#### [Exercise aim]
Copy every line of the rows below that contains the word "brake".

▬▬▬▬▬▬

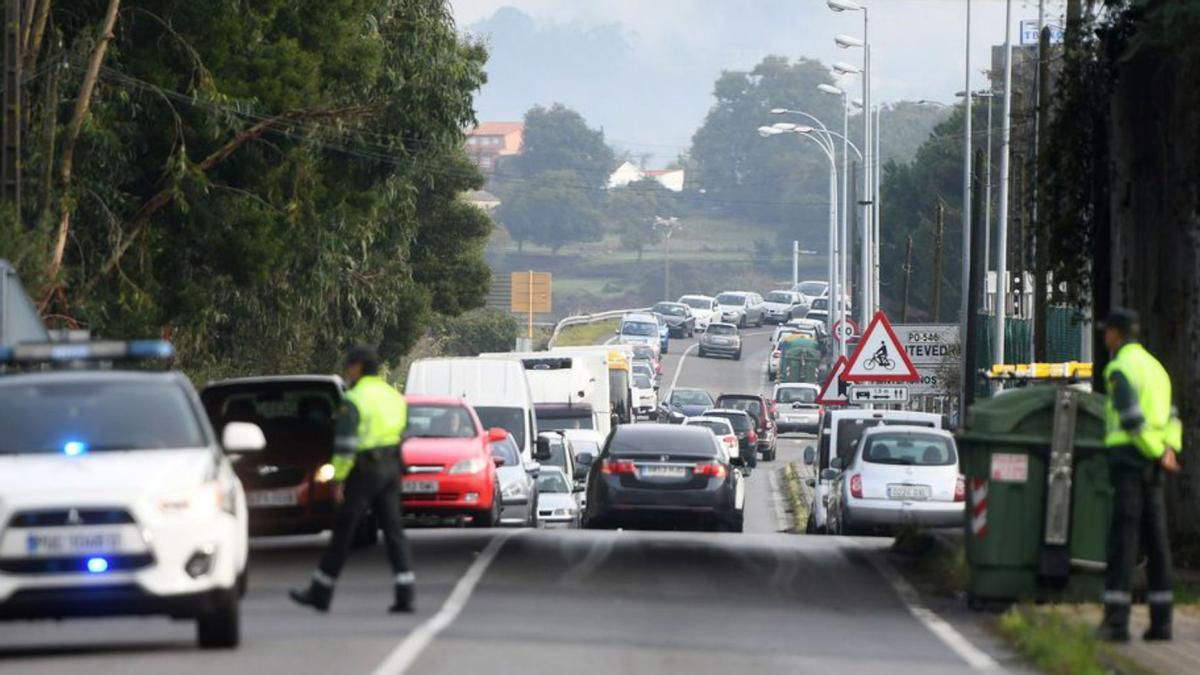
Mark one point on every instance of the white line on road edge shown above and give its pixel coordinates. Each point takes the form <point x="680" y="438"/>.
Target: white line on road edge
<point x="975" y="657"/>
<point x="411" y="647"/>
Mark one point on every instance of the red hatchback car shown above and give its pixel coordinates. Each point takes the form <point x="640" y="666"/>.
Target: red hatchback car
<point x="450" y="467"/>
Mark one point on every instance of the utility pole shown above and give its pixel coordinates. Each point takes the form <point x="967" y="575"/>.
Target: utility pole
<point x="907" y="281"/>
<point x="1006" y="138"/>
<point x="10" y="154"/>
<point x="939" y="248"/>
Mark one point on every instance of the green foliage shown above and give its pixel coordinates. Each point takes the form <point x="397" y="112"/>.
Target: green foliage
<point x="341" y="223"/>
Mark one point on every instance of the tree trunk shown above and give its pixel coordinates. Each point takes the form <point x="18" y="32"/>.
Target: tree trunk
<point x="73" y="127"/>
<point x="1156" y="243"/>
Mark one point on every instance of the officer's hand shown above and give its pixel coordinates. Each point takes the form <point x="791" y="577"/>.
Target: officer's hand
<point x="1170" y="463"/>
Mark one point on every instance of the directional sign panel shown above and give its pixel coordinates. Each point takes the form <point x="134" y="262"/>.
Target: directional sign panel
<point x="880" y="356"/>
<point x="877" y="394"/>
<point x="832" y="392"/>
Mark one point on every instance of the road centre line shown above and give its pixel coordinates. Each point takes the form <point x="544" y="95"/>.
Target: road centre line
<point x="411" y="647"/>
<point x="975" y="657"/>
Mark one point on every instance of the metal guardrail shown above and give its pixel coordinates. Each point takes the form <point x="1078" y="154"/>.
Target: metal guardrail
<point x="583" y="320"/>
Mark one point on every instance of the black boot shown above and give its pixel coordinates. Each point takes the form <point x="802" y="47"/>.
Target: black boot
<point x="1159" y="623"/>
<point x="403" y="602"/>
<point x="317" y="596"/>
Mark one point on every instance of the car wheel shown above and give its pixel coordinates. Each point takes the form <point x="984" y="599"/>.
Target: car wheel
<point x="220" y="628"/>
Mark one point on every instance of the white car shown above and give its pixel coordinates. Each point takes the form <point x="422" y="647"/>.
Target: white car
<point x="646" y="396"/>
<point x="703" y="308"/>
<point x="898" y="476"/>
<point x="720" y="428"/>
<point x="117" y="499"/>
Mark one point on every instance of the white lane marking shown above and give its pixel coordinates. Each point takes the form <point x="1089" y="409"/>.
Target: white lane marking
<point x="975" y="657"/>
<point x="777" y="501"/>
<point x="411" y="647"/>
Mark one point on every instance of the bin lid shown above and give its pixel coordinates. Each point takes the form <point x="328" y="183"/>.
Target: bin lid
<point x="1025" y="416"/>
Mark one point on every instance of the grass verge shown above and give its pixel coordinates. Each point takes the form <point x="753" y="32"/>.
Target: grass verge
<point x="1054" y="640"/>
<point x="586" y="334"/>
<point x="793" y="491"/>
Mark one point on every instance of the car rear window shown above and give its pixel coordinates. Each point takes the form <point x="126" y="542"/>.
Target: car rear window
<point x="664" y="438"/>
<point x="77" y="417"/>
<point x="910" y="449"/>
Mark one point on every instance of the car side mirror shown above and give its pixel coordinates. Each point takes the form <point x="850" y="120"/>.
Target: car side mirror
<point x="243" y="437"/>
<point x="543" y="451"/>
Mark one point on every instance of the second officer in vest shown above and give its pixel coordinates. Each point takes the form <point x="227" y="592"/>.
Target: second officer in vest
<point x="1141" y="436"/>
<point x="367" y="457"/>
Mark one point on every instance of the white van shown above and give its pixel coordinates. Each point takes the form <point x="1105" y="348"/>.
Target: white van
<point x="496" y="387"/>
<point x="837" y="440"/>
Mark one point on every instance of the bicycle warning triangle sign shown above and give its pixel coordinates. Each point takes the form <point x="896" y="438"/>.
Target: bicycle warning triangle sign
<point x="880" y="356"/>
<point x="833" y="392"/>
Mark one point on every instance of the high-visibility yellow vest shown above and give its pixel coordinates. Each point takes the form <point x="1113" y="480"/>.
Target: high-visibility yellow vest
<point x="1152" y="386"/>
<point x="383" y="413"/>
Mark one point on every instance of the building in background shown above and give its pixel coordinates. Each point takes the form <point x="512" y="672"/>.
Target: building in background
<point x="493" y="139"/>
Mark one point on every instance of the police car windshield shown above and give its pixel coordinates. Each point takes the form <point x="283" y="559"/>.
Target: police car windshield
<point x="441" y="422"/>
<point x="81" y="417"/>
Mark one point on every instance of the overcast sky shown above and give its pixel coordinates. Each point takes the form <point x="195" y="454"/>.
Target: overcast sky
<point x="652" y="63"/>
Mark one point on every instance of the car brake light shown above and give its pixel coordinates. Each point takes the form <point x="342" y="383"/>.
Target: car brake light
<point x="617" y="466"/>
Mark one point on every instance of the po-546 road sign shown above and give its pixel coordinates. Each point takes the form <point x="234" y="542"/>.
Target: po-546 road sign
<point x="880" y="356"/>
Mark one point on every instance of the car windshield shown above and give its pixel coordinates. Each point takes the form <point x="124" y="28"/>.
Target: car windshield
<point x="552" y="483"/>
<point x="439" y="422"/>
<point x="293" y="416"/>
<point x="94" y="416"/>
<point x="509" y="419"/>
<point x="690" y="398"/>
<point x="796" y="395"/>
<point x="508" y="453"/>
<point x="640" y="328"/>
<point x="910" y="449"/>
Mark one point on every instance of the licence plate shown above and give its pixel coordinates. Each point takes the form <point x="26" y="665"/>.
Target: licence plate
<point x="657" y="471"/>
<point x="43" y="543"/>
<point x="909" y="491"/>
<point x="419" y="487"/>
<point x="271" y="499"/>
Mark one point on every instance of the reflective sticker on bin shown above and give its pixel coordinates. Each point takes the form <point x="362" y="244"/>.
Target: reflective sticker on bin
<point x="978" y="507"/>
<point x="1009" y="467"/>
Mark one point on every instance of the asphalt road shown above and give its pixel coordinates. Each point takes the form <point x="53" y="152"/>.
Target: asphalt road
<point x="532" y="602"/>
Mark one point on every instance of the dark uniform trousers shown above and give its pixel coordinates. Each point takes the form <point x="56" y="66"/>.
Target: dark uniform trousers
<point x="372" y="484"/>
<point x="1139" y="518"/>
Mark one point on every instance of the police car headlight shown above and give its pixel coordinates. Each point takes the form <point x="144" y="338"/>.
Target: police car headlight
<point x="474" y="465"/>
<point x="325" y="473"/>
<point x="208" y="497"/>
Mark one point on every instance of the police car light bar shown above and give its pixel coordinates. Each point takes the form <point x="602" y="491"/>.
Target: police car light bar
<point x="66" y="352"/>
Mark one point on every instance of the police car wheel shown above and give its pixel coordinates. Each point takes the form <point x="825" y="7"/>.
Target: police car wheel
<point x="220" y="628"/>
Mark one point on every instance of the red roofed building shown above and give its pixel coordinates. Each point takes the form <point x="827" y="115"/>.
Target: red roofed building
<point x="493" y="139"/>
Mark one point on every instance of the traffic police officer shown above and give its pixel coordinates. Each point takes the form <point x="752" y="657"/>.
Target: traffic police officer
<point x="1141" y="436"/>
<point x="367" y="457"/>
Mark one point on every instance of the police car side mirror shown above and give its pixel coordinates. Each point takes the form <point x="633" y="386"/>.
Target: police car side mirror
<point x="243" y="437"/>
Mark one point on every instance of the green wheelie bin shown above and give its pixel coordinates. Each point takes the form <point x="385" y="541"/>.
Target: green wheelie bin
<point x="1038" y="496"/>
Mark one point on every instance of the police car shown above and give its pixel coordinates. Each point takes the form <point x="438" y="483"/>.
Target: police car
<point x="115" y="496"/>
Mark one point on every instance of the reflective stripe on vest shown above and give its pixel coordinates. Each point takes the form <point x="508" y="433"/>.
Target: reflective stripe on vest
<point x="383" y="413"/>
<point x="1152" y="387"/>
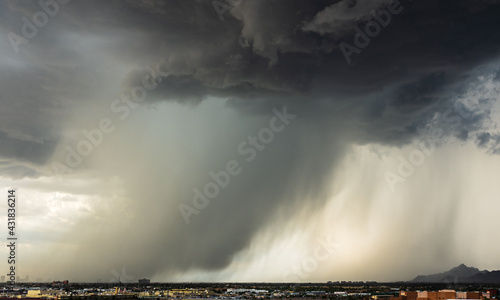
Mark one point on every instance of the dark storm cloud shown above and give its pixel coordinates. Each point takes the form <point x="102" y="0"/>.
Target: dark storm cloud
<point x="264" y="54"/>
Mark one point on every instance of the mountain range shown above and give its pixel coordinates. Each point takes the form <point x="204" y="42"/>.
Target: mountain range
<point x="461" y="274"/>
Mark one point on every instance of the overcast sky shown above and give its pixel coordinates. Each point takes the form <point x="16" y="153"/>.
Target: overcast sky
<point x="250" y="140"/>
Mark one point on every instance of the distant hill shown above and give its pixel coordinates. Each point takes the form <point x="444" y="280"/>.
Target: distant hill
<point x="462" y="274"/>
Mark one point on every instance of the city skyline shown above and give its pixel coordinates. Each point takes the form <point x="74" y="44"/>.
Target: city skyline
<point x="249" y="140"/>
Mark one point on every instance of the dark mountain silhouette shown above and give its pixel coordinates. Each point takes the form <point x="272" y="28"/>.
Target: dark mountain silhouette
<point x="462" y="274"/>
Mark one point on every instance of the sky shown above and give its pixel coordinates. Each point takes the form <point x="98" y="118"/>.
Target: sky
<point x="250" y="140"/>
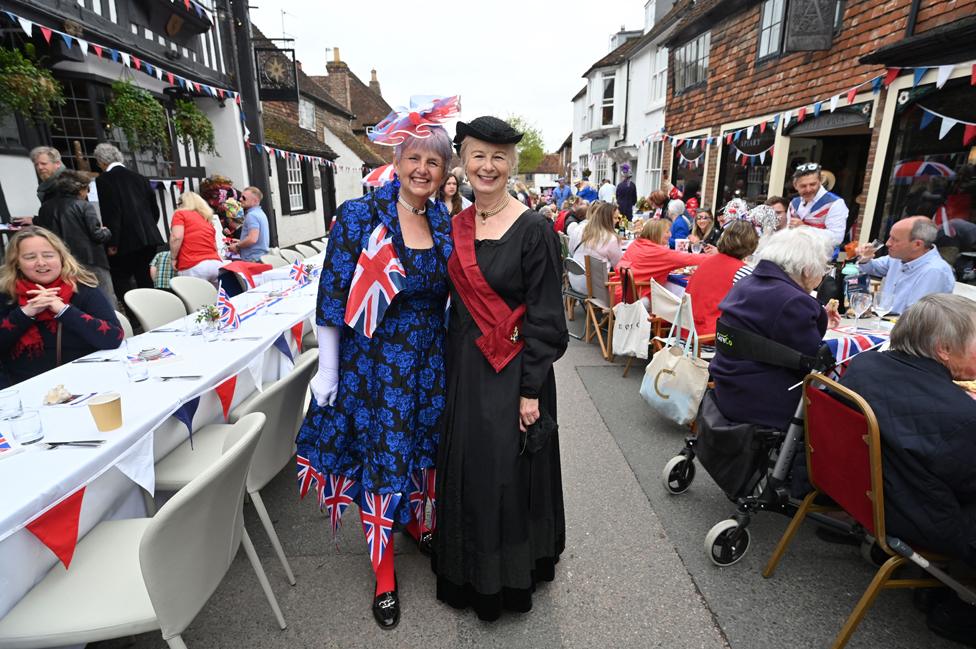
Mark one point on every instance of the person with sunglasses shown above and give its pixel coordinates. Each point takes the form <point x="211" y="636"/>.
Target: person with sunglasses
<point x="815" y="206"/>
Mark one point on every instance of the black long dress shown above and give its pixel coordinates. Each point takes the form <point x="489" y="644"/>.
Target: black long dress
<point x="500" y="520"/>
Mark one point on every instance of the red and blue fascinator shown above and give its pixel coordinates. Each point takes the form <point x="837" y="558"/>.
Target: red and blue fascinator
<point x="415" y="121"/>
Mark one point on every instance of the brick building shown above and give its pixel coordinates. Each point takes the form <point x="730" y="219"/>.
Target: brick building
<point x="742" y="111"/>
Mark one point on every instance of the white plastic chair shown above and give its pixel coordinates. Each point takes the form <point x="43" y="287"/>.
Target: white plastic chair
<point x="153" y="307"/>
<point x="194" y="292"/>
<point x="305" y="250"/>
<point x="290" y="256"/>
<point x="282" y="403"/>
<point x="965" y="290"/>
<point x="274" y="260"/>
<point x="126" y="325"/>
<point x="137" y="575"/>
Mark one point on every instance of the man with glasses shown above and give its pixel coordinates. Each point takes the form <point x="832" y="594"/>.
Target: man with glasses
<point x="815" y="206"/>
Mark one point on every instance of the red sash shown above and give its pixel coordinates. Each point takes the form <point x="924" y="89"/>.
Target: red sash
<point x="500" y="326"/>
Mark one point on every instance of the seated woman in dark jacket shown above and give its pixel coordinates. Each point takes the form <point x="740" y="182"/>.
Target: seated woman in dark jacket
<point x="44" y="291"/>
<point x="68" y="214"/>
<point x="775" y="302"/>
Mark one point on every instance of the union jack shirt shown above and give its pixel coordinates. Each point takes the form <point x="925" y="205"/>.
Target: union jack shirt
<point x="378" y="277"/>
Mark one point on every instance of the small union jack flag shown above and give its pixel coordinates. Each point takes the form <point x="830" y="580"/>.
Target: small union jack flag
<point x="307" y="476"/>
<point x="339" y="492"/>
<point x="228" y="312"/>
<point x="378" y="277"/>
<point x="299" y="273"/>
<point x="376" y="511"/>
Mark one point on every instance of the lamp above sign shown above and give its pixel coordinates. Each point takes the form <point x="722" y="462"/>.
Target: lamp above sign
<point x="810" y="25"/>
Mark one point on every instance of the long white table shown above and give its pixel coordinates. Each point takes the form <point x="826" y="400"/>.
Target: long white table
<point x="37" y="479"/>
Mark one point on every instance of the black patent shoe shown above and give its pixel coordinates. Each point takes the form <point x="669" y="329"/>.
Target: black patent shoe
<point x="386" y="609"/>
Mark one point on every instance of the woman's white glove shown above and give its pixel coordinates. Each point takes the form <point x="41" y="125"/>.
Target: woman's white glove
<point x="325" y="383"/>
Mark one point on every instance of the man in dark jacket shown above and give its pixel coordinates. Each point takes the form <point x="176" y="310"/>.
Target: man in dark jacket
<point x="129" y="209"/>
<point x="928" y="434"/>
<point x="68" y="214"/>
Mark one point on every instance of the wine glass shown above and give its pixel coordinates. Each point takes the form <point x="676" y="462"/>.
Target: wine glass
<point x="860" y="302"/>
<point x="884" y="302"/>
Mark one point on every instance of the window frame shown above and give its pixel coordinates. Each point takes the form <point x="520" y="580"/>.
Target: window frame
<point x="777" y="24"/>
<point x="692" y="57"/>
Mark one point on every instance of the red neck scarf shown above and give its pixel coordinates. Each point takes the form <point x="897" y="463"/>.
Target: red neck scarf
<point x="31" y="342"/>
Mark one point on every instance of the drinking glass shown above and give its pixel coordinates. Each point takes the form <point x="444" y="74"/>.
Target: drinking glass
<point x="10" y="403"/>
<point x="860" y="302"/>
<point x="883" y="303"/>
<point x="26" y="427"/>
<point x="137" y="369"/>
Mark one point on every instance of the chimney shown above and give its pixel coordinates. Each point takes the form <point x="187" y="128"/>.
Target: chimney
<point x="338" y="80"/>
<point x="374" y="83"/>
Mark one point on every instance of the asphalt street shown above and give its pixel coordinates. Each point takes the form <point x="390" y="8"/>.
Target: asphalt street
<point x="634" y="574"/>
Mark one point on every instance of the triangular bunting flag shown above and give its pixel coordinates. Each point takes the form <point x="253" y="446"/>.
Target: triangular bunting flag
<point x="947" y="124"/>
<point x="890" y="76"/>
<point x="225" y="392"/>
<point x="943" y="75"/>
<point x="919" y="73"/>
<point x="281" y="344"/>
<point x="969" y="134"/>
<point x="57" y="528"/>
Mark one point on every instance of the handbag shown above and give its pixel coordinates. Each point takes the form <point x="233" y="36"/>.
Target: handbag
<point x="631" y="322"/>
<point x="675" y="379"/>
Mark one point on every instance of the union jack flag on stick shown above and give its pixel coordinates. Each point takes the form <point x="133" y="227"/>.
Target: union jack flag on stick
<point x="299" y="273"/>
<point x="378" y="277"/>
<point x="228" y="312"/>
<point x="376" y="511"/>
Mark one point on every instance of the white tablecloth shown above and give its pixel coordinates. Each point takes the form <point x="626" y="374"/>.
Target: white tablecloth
<point x="37" y="479"/>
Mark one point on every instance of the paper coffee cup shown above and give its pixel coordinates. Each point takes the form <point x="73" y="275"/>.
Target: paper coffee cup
<point x="106" y="410"/>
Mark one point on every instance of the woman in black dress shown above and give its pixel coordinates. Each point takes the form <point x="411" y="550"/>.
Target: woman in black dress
<point x="501" y="526"/>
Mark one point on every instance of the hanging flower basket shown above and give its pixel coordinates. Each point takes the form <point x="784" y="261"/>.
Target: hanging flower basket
<point x="140" y="116"/>
<point x="26" y="89"/>
<point x="193" y="126"/>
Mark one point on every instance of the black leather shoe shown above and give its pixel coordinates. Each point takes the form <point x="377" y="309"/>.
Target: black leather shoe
<point x="386" y="609"/>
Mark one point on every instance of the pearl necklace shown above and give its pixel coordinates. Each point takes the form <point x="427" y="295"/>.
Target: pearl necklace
<point x="410" y="207"/>
<point x="485" y="214"/>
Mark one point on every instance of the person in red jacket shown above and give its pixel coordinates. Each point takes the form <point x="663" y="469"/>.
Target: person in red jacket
<point x="649" y="256"/>
<point x="716" y="275"/>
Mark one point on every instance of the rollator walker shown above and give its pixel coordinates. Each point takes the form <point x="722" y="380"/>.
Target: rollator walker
<point x="751" y="463"/>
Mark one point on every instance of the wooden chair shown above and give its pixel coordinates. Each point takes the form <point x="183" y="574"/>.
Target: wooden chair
<point x="844" y="462"/>
<point x="599" y="306"/>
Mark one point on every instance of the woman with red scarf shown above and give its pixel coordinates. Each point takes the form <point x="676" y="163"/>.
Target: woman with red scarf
<point x="52" y="312"/>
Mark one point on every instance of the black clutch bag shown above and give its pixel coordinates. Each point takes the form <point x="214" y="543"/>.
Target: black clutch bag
<point x="535" y="436"/>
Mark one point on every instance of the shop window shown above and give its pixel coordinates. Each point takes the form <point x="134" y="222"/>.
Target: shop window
<point x="688" y="163"/>
<point x="606" y="106"/>
<point x="925" y="172"/>
<point x="751" y="180"/>
<point x="771" y="28"/>
<point x="691" y="63"/>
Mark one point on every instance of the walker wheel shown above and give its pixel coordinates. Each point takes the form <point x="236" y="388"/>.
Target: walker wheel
<point x="678" y="474"/>
<point x="726" y="542"/>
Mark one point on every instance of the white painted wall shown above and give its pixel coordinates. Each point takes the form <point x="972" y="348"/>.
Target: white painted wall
<point x="348" y="174"/>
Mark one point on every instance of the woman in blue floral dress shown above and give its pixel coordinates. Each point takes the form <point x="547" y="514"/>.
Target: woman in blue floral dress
<point x="370" y="436"/>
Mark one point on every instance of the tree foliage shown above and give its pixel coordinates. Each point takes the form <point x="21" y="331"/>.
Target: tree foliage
<point x="531" y="149"/>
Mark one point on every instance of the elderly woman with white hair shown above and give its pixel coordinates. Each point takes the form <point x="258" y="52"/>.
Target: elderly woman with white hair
<point x="501" y="525"/>
<point x="927" y="442"/>
<point x="680" y="221"/>
<point x="774" y="302"/>
<point x="370" y="436"/>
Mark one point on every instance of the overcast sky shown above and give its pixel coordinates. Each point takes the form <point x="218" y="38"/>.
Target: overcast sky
<point x="503" y="57"/>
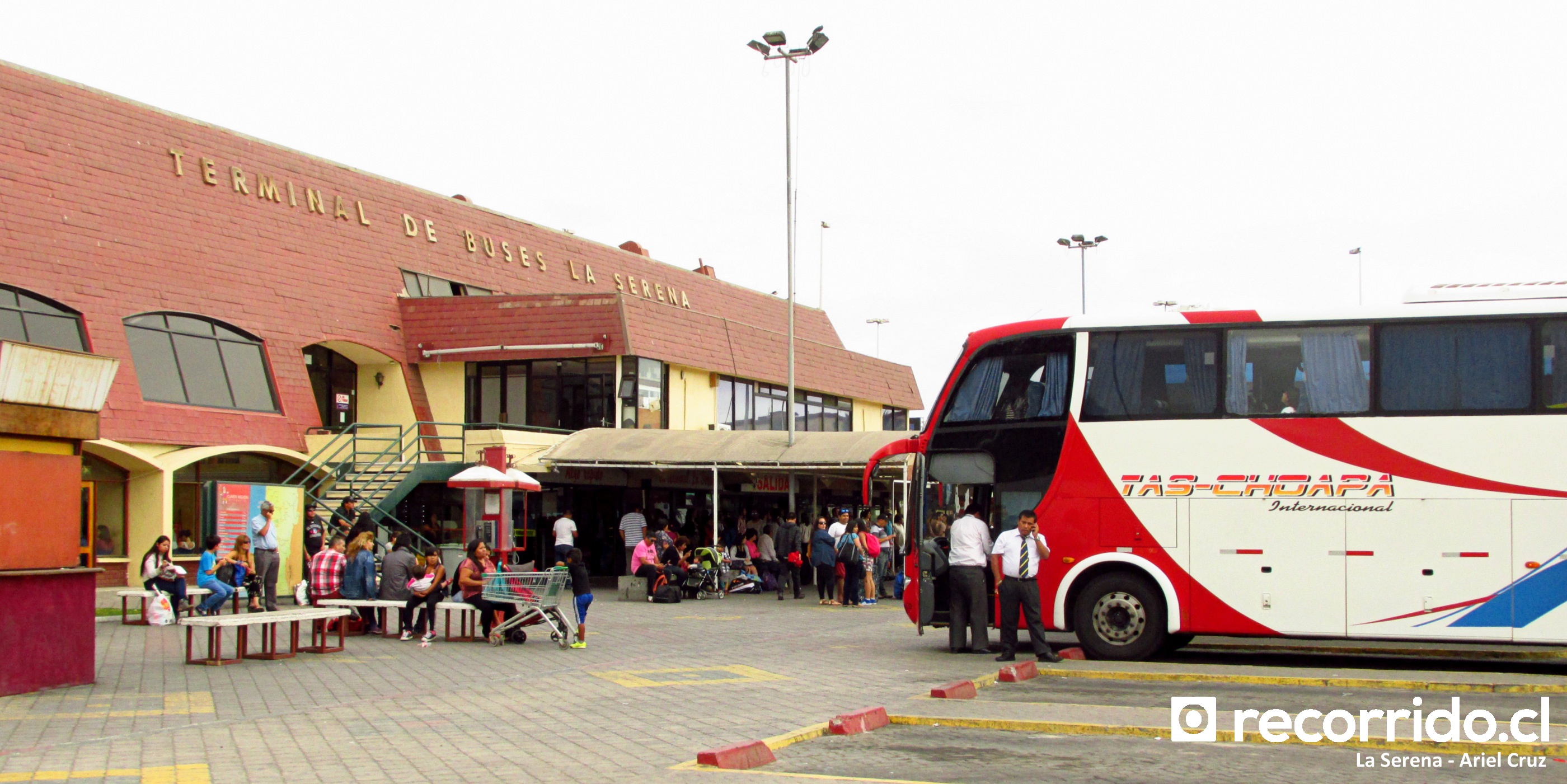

▬▬▬▬▬▬

#### [Solution]
Mark one point on every instance of the car brake light shown above and give its pixel coordinates. Each point takes the form <point x="342" y="383"/>.
Target: car brake light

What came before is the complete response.